-- GIVEN PASSAGE follows --
The Music Diaries | The Mighty Diamonds predicted 'Right Time' in 1976
With the bloodletting that has engulfed the nation, one can't help but agree that the Mighty Diamonds, a 1970s Jamaican vocal trio, were right on track when they warned about impending disaster in several of their recordings.
Their first big hit, When The Right Time Come (Right Time) in 1976, sent the message quite clearly as they warned:
"Man a go find him back against the wall
it a go bitter when the right time come
Lord, some a go charge fe treason
Some a go charge fe arson, some a go charge fe murder
When the lawman come, some a go run till him tumble down."
It would seem as if that 'Right Time' has come and gone from the 1970s leading into the 1980s, when thousands of people were murdered in an election decade that saw three general elections - two won by The People's National Party (PNP) and one by The Jamaica Labour Party (JLP). And as they say, what goes around comes around, and The Mighty Diamonds' warning still holds strong, as murders for 2017 have already exceeded the 700 mark.
Not long after the release of Right Time, from an album of the same name, The Mighty Diamonds again stirred the hearts and minds of music fans with a classic called I Need A Roof. It was another prophetic message as they sang:
"Time a go dread
every gully a go run red
I need a roof over my head
and bread on my table
It is love in my heart
It is love for everyone."
And love and unity have been one of the hallmarks of the group, allowing them, unlike many other Jamaican groups, to stay together for over forty years without changing a member. Almost all their recordings were written collectively by the three members: Donald 'Tabby' Shaw, Fitzroy 'Bunny' Simpson and Lloyd 'Judge' Ferguson.
The group's penchant for group singing seemed to have evolved from their love for harmony singing. According to lead vocalist Tabby, who I spoke to recently from his McKenley Crescent residence in Waterhouse, "I like a combination of sounds. it's more pleasing than hearing one person. You get more variety in the sound. Come in like you looking at a whole lot of lights flashing in your face. that's what makes music sound so pretty."
Shaw said that the genesis of the group dates back to December 1969 when he and Bunny began rehearsing and writing songs but didn't begin to record. According to him: "Judge played the guitar, and when he joined us, its like we met upon the right person. At first, we tried to do a thing for ourselves, but Stranger Cole was the man who took us into studio to do a song titled Oh No Baby for Randy's Records." A few more undistinguished recordings were done for various producers in the early 1970s until they finally came good in 1973 with Shame And Pride for producer Pat Francis aka Jah Lloyd. Thereafter followed a dull period, leading up to their triumphant entry at Channel One.
It was a period of intense socio-political musical commentaries in accordance with what was happening in Jamaica at the time, and The Mighty Diamonds were at the forefront of the movement. They added songs like Stand Up To Your Judgement, Back Wey, Africa, Have Mercy and Never Love Poor Marcus, for Channel One; Kinarky and Not To Blame for themselves; while Danger In Your Eyes, Pass The Kouchie, Wise Son, Pretty Woman, and Heads Of Government were done for producer 'Gussie' Clarke. The last piece makes the statement that heads of government are friends and asks the question, So why can't you and I be friends? The inference is obvious as the lines continued:
"Ain't no place that you can go where the badness do not flow
You haffi run like beast outta east
You haffi chuck like the best in the west
You haffi walk with your boss uppa north
Down south you haffi run up your mouth."
-- GIVEN PASSAGE concluded --
**ABOUT THIS TASK:**
Answer these questions from the Mighty Diamonds article.
(a) When did Tabby and Bunny begin rehearsing and writing songs together?
(b) For which producer did the group record Shame And Pride in 1973?
(c) How many general elections took place in the election decade the article describes?
-- DATASET RECORDS follows --
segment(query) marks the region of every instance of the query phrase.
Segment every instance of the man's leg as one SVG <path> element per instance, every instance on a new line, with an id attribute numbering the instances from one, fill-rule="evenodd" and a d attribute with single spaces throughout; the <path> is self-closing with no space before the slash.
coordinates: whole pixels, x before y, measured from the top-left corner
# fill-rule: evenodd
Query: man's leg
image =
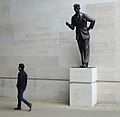
<path id="1" fill-rule="evenodd" d="M 78 42 L 78 47 L 79 47 L 79 51 L 80 51 L 80 55 L 81 55 L 81 61 L 82 61 L 82 65 L 84 64 L 84 51 L 83 51 L 83 42 L 82 39 L 77 40 Z"/>
<path id="2" fill-rule="evenodd" d="M 20 90 L 20 101 L 24 102 L 30 109 L 29 111 L 31 111 L 31 107 L 32 107 L 32 104 L 29 103 L 26 99 L 23 98 L 23 93 L 24 93 L 25 90 Z"/>
<path id="3" fill-rule="evenodd" d="M 18 90 L 18 96 L 17 96 L 17 98 L 18 98 L 18 104 L 17 104 L 17 108 L 14 108 L 15 110 L 21 110 L 21 100 L 20 100 L 20 95 L 21 95 L 21 93 L 20 93 L 20 91 Z"/>

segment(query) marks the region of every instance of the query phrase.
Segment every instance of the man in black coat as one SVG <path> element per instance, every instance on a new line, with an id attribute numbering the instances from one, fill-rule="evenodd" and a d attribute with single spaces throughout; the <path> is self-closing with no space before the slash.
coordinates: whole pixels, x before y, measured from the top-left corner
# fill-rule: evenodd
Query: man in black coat
<path id="1" fill-rule="evenodd" d="M 89 30 L 93 29 L 95 20 L 87 14 L 80 12 L 79 4 L 74 4 L 73 6 L 75 15 L 71 18 L 71 24 L 66 22 L 66 25 L 72 30 L 76 27 L 76 40 L 78 42 L 82 60 L 82 66 L 80 67 L 86 68 L 88 67 L 89 62 Z M 88 22 L 90 23 L 89 26 L 87 26 Z"/>
<path id="2" fill-rule="evenodd" d="M 24 102 L 28 107 L 29 111 L 31 111 L 32 104 L 23 98 L 23 93 L 27 86 L 27 73 L 24 71 L 24 64 L 20 63 L 18 70 L 18 79 L 17 79 L 17 90 L 18 90 L 18 105 L 15 110 L 21 110 L 21 102 Z"/>

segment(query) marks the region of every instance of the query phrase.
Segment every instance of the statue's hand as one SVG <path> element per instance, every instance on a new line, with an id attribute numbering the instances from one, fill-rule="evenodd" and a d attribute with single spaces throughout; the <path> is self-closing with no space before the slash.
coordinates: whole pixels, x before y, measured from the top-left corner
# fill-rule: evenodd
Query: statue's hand
<path id="1" fill-rule="evenodd" d="M 87 31 L 89 31 L 90 30 L 90 27 L 87 27 Z"/>
<path id="2" fill-rule="evenodd" d="M 66 25 L 68 26 L 68 25 L 69 25 L 69 23 L 68 23 L 68 22 L 66 22 Z"/>

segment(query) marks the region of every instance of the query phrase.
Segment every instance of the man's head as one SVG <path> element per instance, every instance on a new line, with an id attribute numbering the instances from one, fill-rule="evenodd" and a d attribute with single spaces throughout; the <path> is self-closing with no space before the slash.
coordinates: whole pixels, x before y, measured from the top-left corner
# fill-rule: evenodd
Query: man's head
<path id="1" fill-rule="evenodd" d="M 76 13 L 79 13 L 79 12 L 80 12 L 80 4 L 74 4 L 73 7 L 74 7 L 74 11 L 75 11 Z"/>
<path id="2" fill-rule="evenodd" d="M 24 68 L 25 68 L 25 65 L 23 63 L 20 63 L 18 70 L 21 71 L 21 70 L 24 70 Z"/>

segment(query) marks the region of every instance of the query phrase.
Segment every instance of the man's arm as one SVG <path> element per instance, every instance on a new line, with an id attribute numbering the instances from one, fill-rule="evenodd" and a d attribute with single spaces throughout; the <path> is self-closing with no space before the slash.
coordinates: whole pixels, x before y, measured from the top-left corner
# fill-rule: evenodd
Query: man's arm
<path id="1" fill-rule="evenodd" d="M 74 30 L 75 26 L 74 26 L 74 21 L 73 21 L 73 17 L 71 19 L 71 24 L 66 22 L 66 25 L 71 29 L 71 30 Z"/>
<path id="2" fill-rule="evenodd" d="M 88 30 L 93 29 L 94 25 L 95 25 L 95 19 L 93 19 L 92 17 L 88 16 L 87 14 L 84 14 L 85 19 L 90 22 L 90 25 L 88 26 Z"/>

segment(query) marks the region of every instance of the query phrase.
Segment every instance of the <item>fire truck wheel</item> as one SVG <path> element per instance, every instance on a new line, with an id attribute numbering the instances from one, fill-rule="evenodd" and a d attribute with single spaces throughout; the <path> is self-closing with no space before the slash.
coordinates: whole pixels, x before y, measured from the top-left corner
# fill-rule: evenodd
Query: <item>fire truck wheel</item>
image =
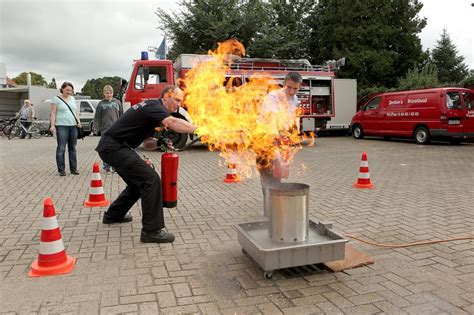
<path id="1" fill-rule="evenodd" d="M 430 143 L 430 132 L 425 127 L 418 127 L 415 130 L 414 138 L 418 144 L 428 144 Z"/>
<path id="2" fill-rule="evenodd" d="M 352 135 L 356 139 L 364 138 L 364 132 L 362 131 L 362 126 L 361 125 L 354 125 L 352 127 Z"/>

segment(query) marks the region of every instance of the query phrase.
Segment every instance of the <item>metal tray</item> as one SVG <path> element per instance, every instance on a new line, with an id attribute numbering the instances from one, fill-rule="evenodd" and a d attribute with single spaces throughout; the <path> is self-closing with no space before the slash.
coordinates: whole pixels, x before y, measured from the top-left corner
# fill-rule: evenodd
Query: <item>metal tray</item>
<path id="1" fill-rule="evenodd" d="M 308 238 L 298 243 L 278 243 L 268 236 L 268 221 L 235 225 L 242 250 L 252 257 L 271 278 L 276 269 L 304 266 L 344 259 L 342 235 L 332 231 L 331 223 L 309 220 Z"/>

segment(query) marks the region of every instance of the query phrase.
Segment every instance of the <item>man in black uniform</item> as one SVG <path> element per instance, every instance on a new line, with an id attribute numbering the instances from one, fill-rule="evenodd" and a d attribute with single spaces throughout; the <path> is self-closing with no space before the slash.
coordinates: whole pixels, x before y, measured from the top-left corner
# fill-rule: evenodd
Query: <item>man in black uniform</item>
<path id="1" fill-rule="evenodd" d="M 171 85 L 163 89 L 160 99 L 136 104 L 107 129 L 96 148 L 100 158 L 112 166 L 127 184 L 104 214 L 102 222 L 132 221 L 128 211 L 141 198 L 143 227 L 140 240 L 143 243 L 171 243 L 174 235 L 163 230 L 165 221 L 160 177 L 134 149 L 142 142 L 148 150 L 161 145 L 153 138 L 158 126 L 176 132 L 194 133 L 196 126 L 170 115 L 181 105 L 183 96 L 178 87 Z"/>

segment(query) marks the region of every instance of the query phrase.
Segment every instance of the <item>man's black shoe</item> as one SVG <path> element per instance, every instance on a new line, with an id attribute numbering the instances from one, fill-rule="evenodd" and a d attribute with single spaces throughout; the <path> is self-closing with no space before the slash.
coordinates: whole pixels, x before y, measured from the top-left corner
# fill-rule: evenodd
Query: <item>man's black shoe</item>
<path id="1" fill-rule="evenodd" d="M 132 215 L 130 212 L 127 212 L 127 214 L 120 219 L 115 219 L 111 218 L 107 215 L 107 213 L 104 214 L 104 218 L 102 219 L 102 223 L 104 224 L 112 224 L 112 223 L 125 223 L 125 222 L 131 222 L 133 220 Z"/>
<path id="2" fill-rule="evenodd" d="M 174 241 L 174 235 L 164 230 L 151 232 L 142 230 L 140 241 L 142 243 L 172 243 Z"/>

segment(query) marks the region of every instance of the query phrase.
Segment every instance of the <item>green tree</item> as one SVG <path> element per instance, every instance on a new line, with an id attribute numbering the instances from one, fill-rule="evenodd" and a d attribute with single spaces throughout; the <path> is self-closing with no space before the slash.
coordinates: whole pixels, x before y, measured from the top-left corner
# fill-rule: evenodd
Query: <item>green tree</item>
<path id="1" fill-rule="evenodd" d="M 110 85 L 114 89 L 114 96 L 120 98 L 119 86 L 122 82 L 121 77 L 103 77 L 98 79 L 89 79 L 82 87 L 81 93 L 88 95 L 93 99 L 102 99 L 104 97 L 103 88 Z"/>
<path id="2" fill-rule="evenodd" d="M 315 1 L 270 0 L 264 7 L 265 20 L 250 42 L 249 55 L 282 59 L 308 58 L 311 35 L 308 23 L 315 8 Z"/>
<path id="3" fill-rule="evenodd" d="M 458 83 L 468 74 L 467 66 L 464 63 L 464 56 L 459 55 L 446 29 L 443 29 L 441 38 L 431 53 L 431 58 L 438 68 L 438 79 L 440 82 L 448 84 Z"/>
<path id="4" fill-rule="evenodd" d="M 30 72 L 31 74 L 31 84 L 32 85 L 46 85 L 48 82 L 43 78 L 43 76 L 36 72 Z M 13 78 L 18 85 L 26 85 L 26 78 L 28 76 L 28 72 L 22 72 L 17 77 Z"/>
<path id="5" fill-rule="evenodd" d="M 321 0 L 309 23 L 313 63 L 346 58 L 339 77 L 358 87 L 394 87 L 408 69 L 423 62 L 417 0 Z"/>
<path id="6" fill-rule="evenodd" d="M 172 59 L 182 53 L 206 53 L 229 38 L 248 47 L 254 30 L 265 19 L 265 15 L 259 14 L 265 5 L 258 0 L 182 0 L 180 5 L 180 12 L 155 12 L 161 22 L 159 28 L 172 42 Z"/>
<path id="7" fill-rule="evenodd" d="M 421 70 L 418 67 L 408 70 L 407 75 L 400 80 L 399 90 L 416 90 L 432 88 L 439 85 L 438 69 L 432 63 L 425 65 Z"/>

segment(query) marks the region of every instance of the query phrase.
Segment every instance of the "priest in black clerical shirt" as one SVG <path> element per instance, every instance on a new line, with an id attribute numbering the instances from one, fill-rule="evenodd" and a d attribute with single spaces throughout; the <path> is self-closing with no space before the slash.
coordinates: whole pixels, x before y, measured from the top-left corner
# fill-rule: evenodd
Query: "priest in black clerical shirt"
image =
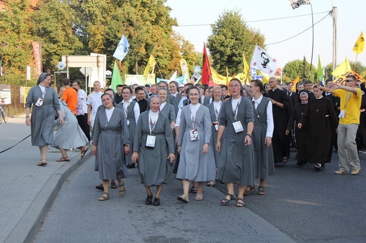
<path id="1" fill-rule="evenodd" d="M 286 93 L 277 88 L 278 81 L 274 77 L 268 80 L 271 90 L 267 97 L 272 104 L 273 120 L 275 121 L 272 144 L 275 164 L 286 163 L 290 153 L 290 143 L 286 135 L 286 126 L 292 111 L 292 104 Z"/>
<path id="2" fill-rule="evenodd" d="M 135 89 L 135 93 L 136 94 L 136 97 L 134 99 L 134 100 L 137 101 L 137 103 L 139 104 L 140 114 L 150 110 L 147 100 L 144 98 L 145 90 L 143 88 L 140 86 L 137 87 Z"/>

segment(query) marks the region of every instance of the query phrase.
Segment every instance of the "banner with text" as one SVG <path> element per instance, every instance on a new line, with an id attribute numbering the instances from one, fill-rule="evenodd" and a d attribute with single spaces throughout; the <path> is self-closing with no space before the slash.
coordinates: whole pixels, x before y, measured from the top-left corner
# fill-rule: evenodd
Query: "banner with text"
<path id="1" fill-rule="evenodd" d="M 155 83 L 155 74 L 149 74 L 146 80 L 143 75 L 124 75 L 124 83 L 128 85 L 135 84 L 139 85 L 154 84 Z"/>

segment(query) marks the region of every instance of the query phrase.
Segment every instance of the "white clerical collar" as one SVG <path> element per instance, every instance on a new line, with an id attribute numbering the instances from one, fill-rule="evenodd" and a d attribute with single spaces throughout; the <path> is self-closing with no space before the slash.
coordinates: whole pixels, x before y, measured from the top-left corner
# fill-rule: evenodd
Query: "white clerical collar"
<path id="1" fill-rule="evenodd" d="M 127 104 L 127 103 L 131 103 L 132 102 L 132 99 L 131 99 L 131 98 L 130 98 L 130 100 L 128 101 L 127 101 L 127 102 L 125 102 L 124 101 L 124 100 L 123 100 L 123 103 L 125 103 L 125 104 Z"/>
<path id="2" fill-rule="evenodd" d="M 261 104 L 261 101 L 262 101 L 262 99 L 263 98 L 263 95 L 261 94 L 261 97 L 258 98 L 257 99 L 255 99 L 255 98 L 254 97 L 253 97 L 253 101 L 255 102 L 257 102 L 258 104 Z"/>

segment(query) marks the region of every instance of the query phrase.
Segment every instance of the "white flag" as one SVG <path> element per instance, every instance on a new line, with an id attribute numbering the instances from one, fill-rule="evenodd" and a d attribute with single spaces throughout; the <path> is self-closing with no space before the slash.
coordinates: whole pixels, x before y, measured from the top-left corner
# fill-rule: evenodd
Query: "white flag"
-- DATASET RECORDS concluded --
**RESPONSE:**
(a) December 1969
(b) Pat Francis, also known as Jah Lloyd
(c) Three